Schreibe alle folgenden Datensätze als JSON-Liste von Zeichenketten um, mit einer Zeichenkette pro Zeile. Leere Zeilen werden weggelassen.

▸ Datenauszug
┏━━

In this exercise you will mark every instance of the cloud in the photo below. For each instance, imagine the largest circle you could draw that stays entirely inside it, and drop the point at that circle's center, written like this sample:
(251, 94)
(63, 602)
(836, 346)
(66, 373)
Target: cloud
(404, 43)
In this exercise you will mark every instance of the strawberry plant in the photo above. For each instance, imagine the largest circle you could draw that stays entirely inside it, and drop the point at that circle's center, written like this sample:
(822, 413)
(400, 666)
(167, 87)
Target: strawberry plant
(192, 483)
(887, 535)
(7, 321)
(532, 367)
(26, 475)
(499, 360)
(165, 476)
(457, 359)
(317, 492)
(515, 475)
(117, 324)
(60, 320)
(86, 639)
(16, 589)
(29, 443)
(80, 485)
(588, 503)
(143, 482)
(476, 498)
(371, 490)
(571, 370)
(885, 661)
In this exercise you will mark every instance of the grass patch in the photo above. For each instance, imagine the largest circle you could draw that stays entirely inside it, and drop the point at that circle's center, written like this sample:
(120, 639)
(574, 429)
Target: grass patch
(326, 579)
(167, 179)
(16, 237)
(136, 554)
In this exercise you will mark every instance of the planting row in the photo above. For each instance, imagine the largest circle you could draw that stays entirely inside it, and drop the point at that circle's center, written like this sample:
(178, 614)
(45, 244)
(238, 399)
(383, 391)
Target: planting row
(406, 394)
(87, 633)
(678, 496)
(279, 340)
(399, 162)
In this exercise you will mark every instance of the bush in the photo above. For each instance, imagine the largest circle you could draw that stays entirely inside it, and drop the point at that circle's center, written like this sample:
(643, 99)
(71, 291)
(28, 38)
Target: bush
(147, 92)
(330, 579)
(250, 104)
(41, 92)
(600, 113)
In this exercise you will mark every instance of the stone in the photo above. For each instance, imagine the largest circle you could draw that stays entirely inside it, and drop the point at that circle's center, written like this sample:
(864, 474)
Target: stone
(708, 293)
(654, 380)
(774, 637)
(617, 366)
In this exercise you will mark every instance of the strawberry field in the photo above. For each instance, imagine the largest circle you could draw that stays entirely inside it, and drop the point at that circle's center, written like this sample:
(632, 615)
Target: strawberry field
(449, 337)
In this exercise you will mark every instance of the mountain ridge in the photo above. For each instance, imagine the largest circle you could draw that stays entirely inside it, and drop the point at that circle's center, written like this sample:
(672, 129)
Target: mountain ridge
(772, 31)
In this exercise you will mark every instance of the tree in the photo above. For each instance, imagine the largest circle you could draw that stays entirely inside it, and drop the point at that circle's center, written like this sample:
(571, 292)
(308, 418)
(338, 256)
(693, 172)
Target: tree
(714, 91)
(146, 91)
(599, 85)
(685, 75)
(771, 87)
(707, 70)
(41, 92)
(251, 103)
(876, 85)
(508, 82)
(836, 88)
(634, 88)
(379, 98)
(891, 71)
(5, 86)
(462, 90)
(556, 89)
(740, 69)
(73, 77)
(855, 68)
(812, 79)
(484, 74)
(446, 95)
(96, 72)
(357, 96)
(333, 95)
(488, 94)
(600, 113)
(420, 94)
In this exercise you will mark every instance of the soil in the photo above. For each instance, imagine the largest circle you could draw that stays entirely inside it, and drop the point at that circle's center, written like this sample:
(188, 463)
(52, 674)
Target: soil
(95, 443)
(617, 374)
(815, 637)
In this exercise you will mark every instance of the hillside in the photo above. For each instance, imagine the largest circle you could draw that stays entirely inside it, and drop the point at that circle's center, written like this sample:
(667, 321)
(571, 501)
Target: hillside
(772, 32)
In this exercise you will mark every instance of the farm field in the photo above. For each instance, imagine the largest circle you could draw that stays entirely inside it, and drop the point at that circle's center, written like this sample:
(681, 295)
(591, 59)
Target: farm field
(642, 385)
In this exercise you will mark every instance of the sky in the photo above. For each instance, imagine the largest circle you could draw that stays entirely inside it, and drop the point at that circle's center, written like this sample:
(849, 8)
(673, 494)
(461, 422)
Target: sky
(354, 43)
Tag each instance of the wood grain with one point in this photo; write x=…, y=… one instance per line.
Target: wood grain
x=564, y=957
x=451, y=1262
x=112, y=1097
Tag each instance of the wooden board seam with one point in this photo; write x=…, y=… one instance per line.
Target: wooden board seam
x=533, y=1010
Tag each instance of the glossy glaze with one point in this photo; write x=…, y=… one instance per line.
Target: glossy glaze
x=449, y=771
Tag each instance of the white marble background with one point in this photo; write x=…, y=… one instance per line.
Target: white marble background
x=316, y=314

┗━━

▸ Antwort zur Aufgabe
[
  "In this exercise you will mark every instance of the cloud in the photo below. For each instance, imagine the largest circle you could draw that stays entirely inside it, and drop the point at that circle's center, written like this sample:",
  "(251, 94)",
  "(63, 602)",
  "(836, 346)",
  "(66, 373)",
  "Target: cloud",
  "(404, 43)",
  "In this exercise you will mark every instance of the strawberry plant in the photo above. For each instance, imagine the largest circle you could draw that stays entirely inside it, and drop the point at that circle's center, written like this sample:",
  "(822, 413)",
  "(400, 666)",
  "(167, 87)",
  "Target: strawberry plant",
  "(192, 483)",
  "(887, 535)",
  "(7, 321)",
  "(532, 367)",
  "(26, 475)",
  "(499, 360)",
  "(165, 476)",
  "(457, 359)",
  "(317, 492)",
  "(515, 475)",
  "(117, 324)",
  "(60, 320)",
  "(86, 639)",
  "(16, 589)",
  "(29, 443)",
  "(80, 485)",
  "(588, 503)",
  "(143, 482)",
  "(476, 498)",
  "(371, 490)",
  "(571, 370)",
  "(885, 661)",
  "In this exercise you will mark every instance of the grass patch in the photo above. For each instance, imagine the largest circle you could draw that stays entirely inside it, and drop the point at that circle's center, written like this sample:",
  "(120, 639)",
  "(574, 429)",
  "Target: grass patch",
  "(326, 579)",
  "(167, 179)",
  "(16, 237)",
  "(136, 554)",
  "In this exercise you will mark every instance of the planting row in the photo above. For each instance, imagine the largest circle you could draw that stays entirely inside it, and drop the point at that circle's center, written like this sample:",
  "(178, 614)",
  "(45, 244)",
  "(238, 399)",
  "(383, 391)",
  "Target: planting row",
  "(406, 394)",
  "(87, 633)",
  "(678, 496)",
  "(279, 340)",
  "(399, 162)",
  "In this exercise you will mark every instance of the bush in the photo above. For each instance, imagine the largest circle you could draw that stays entirely inside it, and drop the point at that circle's center, written like this sample:",
  "(643, 99)",
  "(71, 291)",
  "(28, 38)",
  "Target: bush",
  "(147, 92)",
  "(330, 579)",
  "(250, 104)",
  "(41, 92)",
  "(600, 113)",
  "In this exercise you will mark every instance of the stone in the photo above. For each instance, imagine the largest circle you could draw that stays entirely inside it, and drop the point at that circle's center, written like this sample:",
  "(864, 474)",
  "Target: stone",
  "(708, 293)",
  "(654, 380)",
  "(774, 637)",
  "(617, 366)",
  "In this exercise you will mark every instance of the strawberry field in the photo above. For each instance, imagine the largest circle you could draw that stays entirely inside it, and drop the point at that circle's center, written like this sample:",
  "(632, 615)",
  "Target: strawberry field",
  "(449, 337)",
  "In this exercise you will mark every instance of the mountain ridge in the photo above. For each instance, imagine the largest circle you could draw that stays entirely inside it, and drop the point at that circle's center, written like this sample:",
  "(672, 129)",
  "Target: mountain ridge",
  "(772, 31)",
  "In this exercise you will mark every instance of the tree in the photo above. For each instance, imagine the largest circle you could draw that stays entirely inside it, and drop the point at that circle's center, written like this sample:",
  "(571, 292)",
  "(308, 418)",
  "(338, 256)",
  "(693, 172)",
  "Target: tree",
  "(714, 91)",
  "(146, 91)",
  "(599, 85)",
  "(685, 75)",
  "(771, 87)",
  "(707, 70)",
  "(41, 92)",
  "(251, 103)",
  "(876, 85)",
  "(508, 82)",
  "(836, 88)",
  "(634, 88)",
  "(379, 98)",
  "(891, 71)",
  "(5, 86)",
  "(462, 90)",
  "(556, 89)",
  "(740, 69)",
  "(73, 77)",
  "(855, 68)",
  "(812, 79)",
  "(484, 74)",
  "(446, 95)",
  "(96, 72)",
  "(357, 96)",
  "(333, 95)",
  "(488, 94)",
  "(600, 113)",
  "(420, 94)",
  "In this exercise you will mark every instance of the soil in the photo above. For each instance, imagine the largest circle you could draw that stays entirely inside it, and drop the point at that circle's center, written like this sample:",
  "(188, 463)",
  "(52, 674)",
  "Target: soil",
  "(95, 443)",
  "(617, 374)",
  "(815, 637)",
  "In this exercise you will mark every instance of the hillside in the photo above. For each instance, imagine the largest circle you could draw that stays entirely inside it, and drop the point at that circle's center, written like this sample:",
  "(667, 321)",
  "(571, 501)",
  "Target: hillside",
  "(772, 32)",
  "In this exercise you will mark every instance of the farm field in the photo above. For each instance, imagine the largest circle you could draw that stays entirely inside it, and drop the point at that circle's center, written like this sample:",
  "(681, 295)",
  "(591, 59)",
  "Target: farm field",
  "(642, 385)",
  "In this exercise you will mark every instance of the sky in the photo above. For each instance, imagine the largest circle you could draw that stays entirely inside it, and drop the point at that circle's center, written like this sample:",
  "(849, 8)",
  "(673, 494)",
  "(461, 422)",
  "Target: sky",
  "(354, 43)",
  "Tag each instance of the wood grain with one point in this photo; write x=…, y=… one instance per line.",
  "Target: wood grain",
  "x=564, y=957",
  "x=451, y=1262",
  "x=112, y=1097",
  "Tag each instance of the wooden board seam with one point in this photo; write x=…, y=… one instance per line.",
  "Target: wooden board seam",
  "x=533, y=1010",
  "Tag each instance of the glossy glaze with one point in this photo; write x=…, y=… one instance per line.",
  "Target: glossy glaze",
  "x=449, y=771",
  "Tag each instance of the white marble background with one point in this photo; write x=…, y=… one instance per line.",
  "Target: white marble background",
  "x=316, y=314"
]